### TEXT PROVIDED
Friday, September 14, 2007

Numb3ring the Positive

UPDATE: This article won honorable mention in the Ryan White Excellence in Journalism contest! (The 2007 list has not been updated yet!)

Numbers define human life. They tell how many years in a life, minutes in an hour, people in the world, cells in a body, dollars in a bank account and countless other countable figures that identify existence.

Since you've already got so many other numbers in your life, here are some more seemingly meaningless numbers: 25, 39,500,000, 4,300,000 and 2,900,000.
Let's take the first number, twenty-five. That's the number of years since HIV/AIDS (Human Immunodeficiency Syndrome) became an acknowledged world pandemic. Thirty-nine million, five hundred thousand is the number of people who newly tested positive for HIV in 2006. Two million, nine hundred thousand is the number of HIV/AIDS related deaths last year alone.
Perhaps these numbers aren't so "meaningless."
As the deadly virus spreads from one person to another, another tally is tacked on to a rising statistic; person number 6,525,153,392 becomes patient number 39,248,129 of the HIV postive population. Often, though, this person doesn't notice the new force overtaking their immune system. The virus affects each person differently.

Right, my fellow Thespians and I from troupe #4405 created this video to increase HIV/AIDS awareness using a scene from Cathy Sorensen's An Endengered Species: Waking Up.

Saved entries
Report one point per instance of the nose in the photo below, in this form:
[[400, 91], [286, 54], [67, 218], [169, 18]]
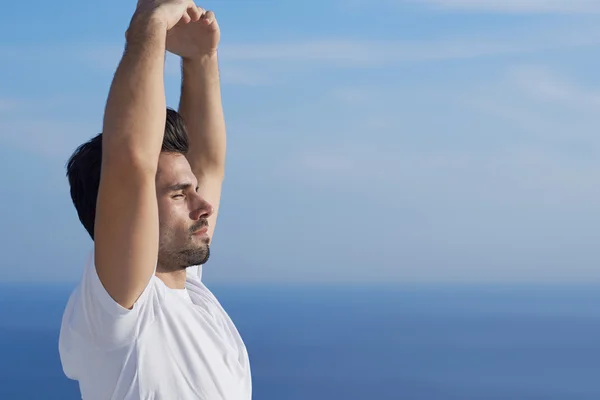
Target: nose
[[202, 209]]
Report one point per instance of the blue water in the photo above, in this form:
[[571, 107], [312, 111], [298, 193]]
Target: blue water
[[318, 343]]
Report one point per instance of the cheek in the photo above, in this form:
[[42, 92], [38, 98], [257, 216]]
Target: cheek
[[172, 221]]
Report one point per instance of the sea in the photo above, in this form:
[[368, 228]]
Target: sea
[[351, 342]]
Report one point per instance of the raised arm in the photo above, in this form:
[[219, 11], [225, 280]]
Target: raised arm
[[126, 228], [201, 106]]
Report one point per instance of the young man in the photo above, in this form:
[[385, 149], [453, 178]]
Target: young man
[[141, 325]]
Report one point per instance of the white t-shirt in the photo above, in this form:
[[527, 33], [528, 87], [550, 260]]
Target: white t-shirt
[[173, 345]]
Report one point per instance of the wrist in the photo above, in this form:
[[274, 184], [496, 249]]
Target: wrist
[[200, 60], [146, 25]]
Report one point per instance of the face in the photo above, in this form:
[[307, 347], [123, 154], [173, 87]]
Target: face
[[183, 215]]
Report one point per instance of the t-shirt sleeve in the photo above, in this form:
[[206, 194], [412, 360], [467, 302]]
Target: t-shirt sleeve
[[93, 314]]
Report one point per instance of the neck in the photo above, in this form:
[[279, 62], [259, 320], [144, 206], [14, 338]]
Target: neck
[[174, 279]]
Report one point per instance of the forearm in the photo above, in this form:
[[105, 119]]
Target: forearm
[[202, 110], [135, 113]]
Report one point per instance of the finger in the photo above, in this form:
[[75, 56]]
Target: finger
[[195, 12], [208, 17], [185, 18]]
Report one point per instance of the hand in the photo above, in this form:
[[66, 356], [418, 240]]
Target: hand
[[195, 39], [170, 13]]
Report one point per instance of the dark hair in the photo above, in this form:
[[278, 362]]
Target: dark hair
[[84, 165]]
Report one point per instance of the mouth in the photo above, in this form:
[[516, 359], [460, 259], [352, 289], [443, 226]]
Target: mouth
[[201, 232]]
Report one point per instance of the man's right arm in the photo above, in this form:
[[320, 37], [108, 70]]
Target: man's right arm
[[126, 223]]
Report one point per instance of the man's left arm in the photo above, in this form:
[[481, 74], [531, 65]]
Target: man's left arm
[[202, 110]]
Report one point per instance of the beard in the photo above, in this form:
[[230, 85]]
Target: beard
[[174, 258]]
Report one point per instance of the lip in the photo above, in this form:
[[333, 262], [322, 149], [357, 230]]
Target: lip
[[202, 231]]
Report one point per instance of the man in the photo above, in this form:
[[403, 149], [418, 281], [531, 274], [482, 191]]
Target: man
[[141, 325]]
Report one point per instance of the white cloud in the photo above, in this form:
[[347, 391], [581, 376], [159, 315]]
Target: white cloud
[[361, 53], [345, 52], [532, 131], [515, 6]]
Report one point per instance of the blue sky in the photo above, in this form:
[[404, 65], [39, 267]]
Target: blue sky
[[379, 141]]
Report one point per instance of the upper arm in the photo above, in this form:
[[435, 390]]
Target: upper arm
[[126, 230]]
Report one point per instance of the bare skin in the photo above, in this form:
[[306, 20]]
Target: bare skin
[[140, 223]]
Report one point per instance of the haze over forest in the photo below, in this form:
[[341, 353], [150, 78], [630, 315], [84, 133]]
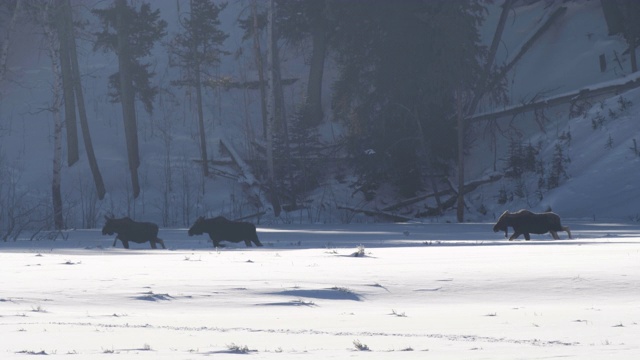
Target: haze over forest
[[314, 111]]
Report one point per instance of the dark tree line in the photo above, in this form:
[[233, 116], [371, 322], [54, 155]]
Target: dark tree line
[[403, 69]]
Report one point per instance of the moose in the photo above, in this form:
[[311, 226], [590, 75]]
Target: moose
[[221, 229], [527, 222], [129, 230]]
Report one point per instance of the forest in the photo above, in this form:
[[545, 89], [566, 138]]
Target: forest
[[402, 82]]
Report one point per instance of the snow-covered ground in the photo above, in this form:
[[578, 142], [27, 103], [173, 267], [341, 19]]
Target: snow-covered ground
[[437, 290]]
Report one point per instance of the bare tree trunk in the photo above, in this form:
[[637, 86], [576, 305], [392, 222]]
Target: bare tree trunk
[[313, 106], [271, 109], [127, 97], [632, 51], [54, 54], [84, 123], [67, 85], [4, 51], [203, 137], [260, 66], [460, 119], [482, 87]]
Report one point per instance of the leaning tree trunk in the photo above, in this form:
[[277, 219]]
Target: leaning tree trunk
[[203, 136], [460, 120], [67, 85], [53, 49], [4, 50], [84, 123], [260, 66], [271, 109], [127, 97], [313, 106]]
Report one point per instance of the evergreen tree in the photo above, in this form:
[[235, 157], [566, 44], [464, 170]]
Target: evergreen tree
[[131, 34], [195, 50], [72, 88], [300, 21], [400, 64]]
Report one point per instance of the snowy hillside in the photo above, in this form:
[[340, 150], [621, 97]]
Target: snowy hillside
[[600, 174], [443, 291]]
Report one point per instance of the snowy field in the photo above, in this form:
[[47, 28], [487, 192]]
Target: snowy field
[[441, 291]]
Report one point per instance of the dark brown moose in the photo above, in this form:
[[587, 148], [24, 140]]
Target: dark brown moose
[[527, 222], [221, 229], [129, 230]]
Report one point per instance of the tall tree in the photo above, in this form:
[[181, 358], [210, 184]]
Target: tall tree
[[300, 21], [63, 25], [43, 14], [272, 104], [131, 34], [196, 50], [66, 33], [6, 39], [400, 65]]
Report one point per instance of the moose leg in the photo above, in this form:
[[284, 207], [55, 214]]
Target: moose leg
[[566, 228]]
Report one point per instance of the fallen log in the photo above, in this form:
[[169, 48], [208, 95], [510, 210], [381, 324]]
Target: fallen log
[[382, 214], [467, 188]]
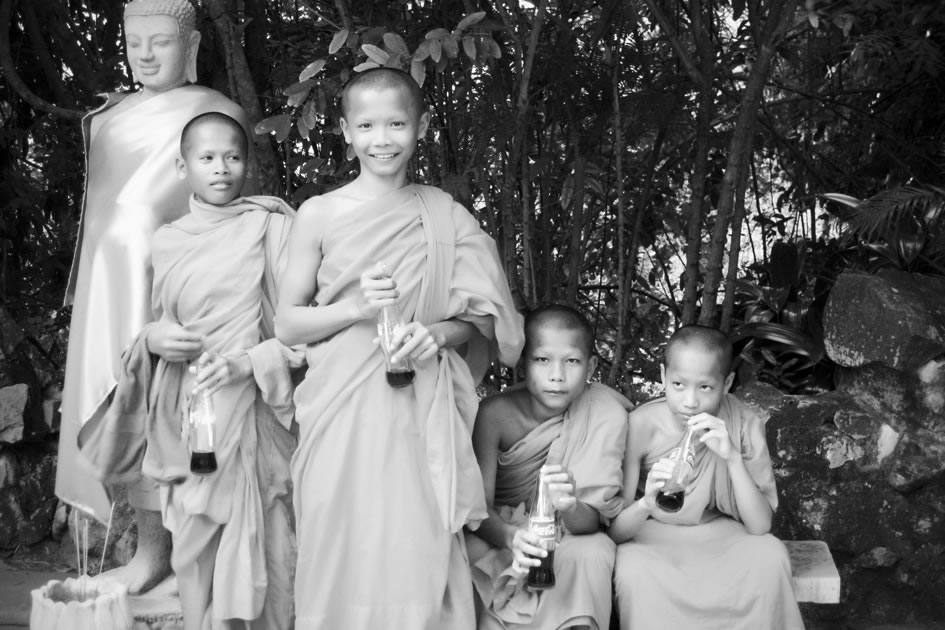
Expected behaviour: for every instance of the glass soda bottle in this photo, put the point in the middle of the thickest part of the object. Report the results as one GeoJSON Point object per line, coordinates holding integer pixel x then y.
{"type": "Point", "coordinates": [390, 320]}
{"type": "Point", "coordinates": [202, 419]}
{"type": "Point", "coordinates": [543, 522]}
{"type": "Point", "coordinates": [671, 496]}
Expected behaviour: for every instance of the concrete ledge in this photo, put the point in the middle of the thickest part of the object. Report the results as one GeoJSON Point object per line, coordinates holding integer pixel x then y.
{"type": "Point", "coordinates": [814, 575]}
{"type": "Point", "coordinates": [159, 608]}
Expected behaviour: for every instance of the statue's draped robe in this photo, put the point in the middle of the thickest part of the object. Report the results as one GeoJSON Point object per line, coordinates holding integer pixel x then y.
{"type": "Point", "coordinates": [386, 478]}
{"type": "Point", "coordinates": [214, 273]}
{"type": "Point", "coordinates": [589, 440]}
{"type": "Point", "coordinates": [132, 188]}
{"type": "Point", "coordinates": [699, 567]}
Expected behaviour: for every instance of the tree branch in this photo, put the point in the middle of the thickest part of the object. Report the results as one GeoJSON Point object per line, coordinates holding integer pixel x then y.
{"type": "Point", "coordinates": [13, 77]}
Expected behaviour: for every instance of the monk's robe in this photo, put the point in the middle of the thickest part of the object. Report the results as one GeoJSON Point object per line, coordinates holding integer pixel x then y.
{"type": "Point", "coordinates": [214, 272]}
{"type": "Point", "coordinates": [131, 189]}
{"type": "Point", "coordinates": [385, 478]}
{"type": "Point", "coordinates": [589, 440]}
{"type": "Point", "coordinates": [700, 568]}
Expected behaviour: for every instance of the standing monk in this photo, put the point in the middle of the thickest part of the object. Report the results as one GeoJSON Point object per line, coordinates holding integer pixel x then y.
{"type": "Point", "coordinates": [131, 144]}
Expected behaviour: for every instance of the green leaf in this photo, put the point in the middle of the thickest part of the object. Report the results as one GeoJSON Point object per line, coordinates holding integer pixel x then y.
{"type": "Point", "coordinates": [367, 65]}
{"type": "Point", "coordinates": [451, 46]}
{"type": "Point", "coordinates": [395, 43]}
{"type": "Point", "coordinates": [298, 88]}
{"type": "Point", "coordinates": [436, 50]}
{"type": "Point", "coordinates": [470, 20]}
{"type": "Point", "coordinates": [437, 33]}
{"type": "Point", "coordinates": [280, 123]}
{"type": "Point", "coordinates": [312, 69]}
{"type": "Point", "coordinates": [375, 54]}
{"type": "Point", "coordinates": [418, 70]}
{"type": "Point", "coordinates": [338, 41]}
{"type": "Point", "coordinates": [469, 47]}
{"type": "Point", "coordinates": [490, 48]}
{"type": "Point", "coordinates": [423, 50]}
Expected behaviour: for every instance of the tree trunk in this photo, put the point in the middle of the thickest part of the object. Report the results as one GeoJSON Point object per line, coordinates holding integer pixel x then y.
{"type": "Point", "coordinates": [243, 91]}
{"type": "Point", "coordinates": [14, 79]}
{"type": "Point", "coordinates": [740, 148]}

### YOUR TASKS
a. Edit the post about HIV/AIDS numbers from "Perhaps these numbers" to "each person differently.", replacing "deadly virus" with "fatal virus".
b. Pick up the post about HIV/AIDS numbers after its final sentence and keep writing.
These records come from a separate source.

### ANSWERS BY ITEM
a.
Perhaps these numbers aren't so "meaningless."
As the fatal virus spreads from one person to another, another tally is tacked on to a rising statistic; person number 6,525,153,392 becomes patient number 39,248,129 of the HIV postive population. Often, though, this person doesn't notice the new force overtaking their immune system. The virus affects each person differently.

b.
Exposure spreads through means of unprotected sex, sharing of tattoo or drug injection needles or even from mother to child during pregnancy. In areas of non-AIDS/HIV infected people, blood transfusions are also responsible for the multiplication of the disease. Desperate searches from a supply of donated blood for sickle-cell and hemophilia patients result in a loss of te screening process for infection. These already ailing patients are now infected as well. In its final stage, HIV turns into AIDS, the most critical expression of HIV infectivity, leading to the destruction of white blood cells, or t-cells, that work to kill bacteria and viruses. In a world-society of careless sex, HIV spreads from one infected person to the next, lowering t-cell counts and breaking down immunity barriers; if one person has multiple partners, each of those is exposed. The cycle continues until new numbers show villages, cities and states of HIV-positive populations.
Worse is the fact that HIV/AIDS is most prominent in underdeveloped, poor nations whose concern is first for food, since the know they will never afford the treatment costs.
"The first thing poor families infected by AIDS ask for is not cash or drugs,"* said James Morris, executuve director of the World Food Program. "It is food."
Most of the world's positive population resides in the continent of Africa. From this area are even more numbers increasing by the minute: 11,000,000 and 31.
In sub-Saharan Africa, more than eleven million children are left orphaned by HIV/AIDS. By 2015, it is estimated that the population of Botswana will be thirty-one percent smaller than it would have been in the nonappearance of AIDS.
The United States has its own share of numbers too: 600,000, 35.7 and 27.
Lifetime treatment for HIV/AIDS in the U.S. costs more than $600,000. Most people lose an average of of 35.7 years of their life because of the disease. Of more than a million people infected in the U.S., twenty-seven percent don't know. That means almost three-hundred thousand people don't know that they are spreading the risk of exposure to every partner.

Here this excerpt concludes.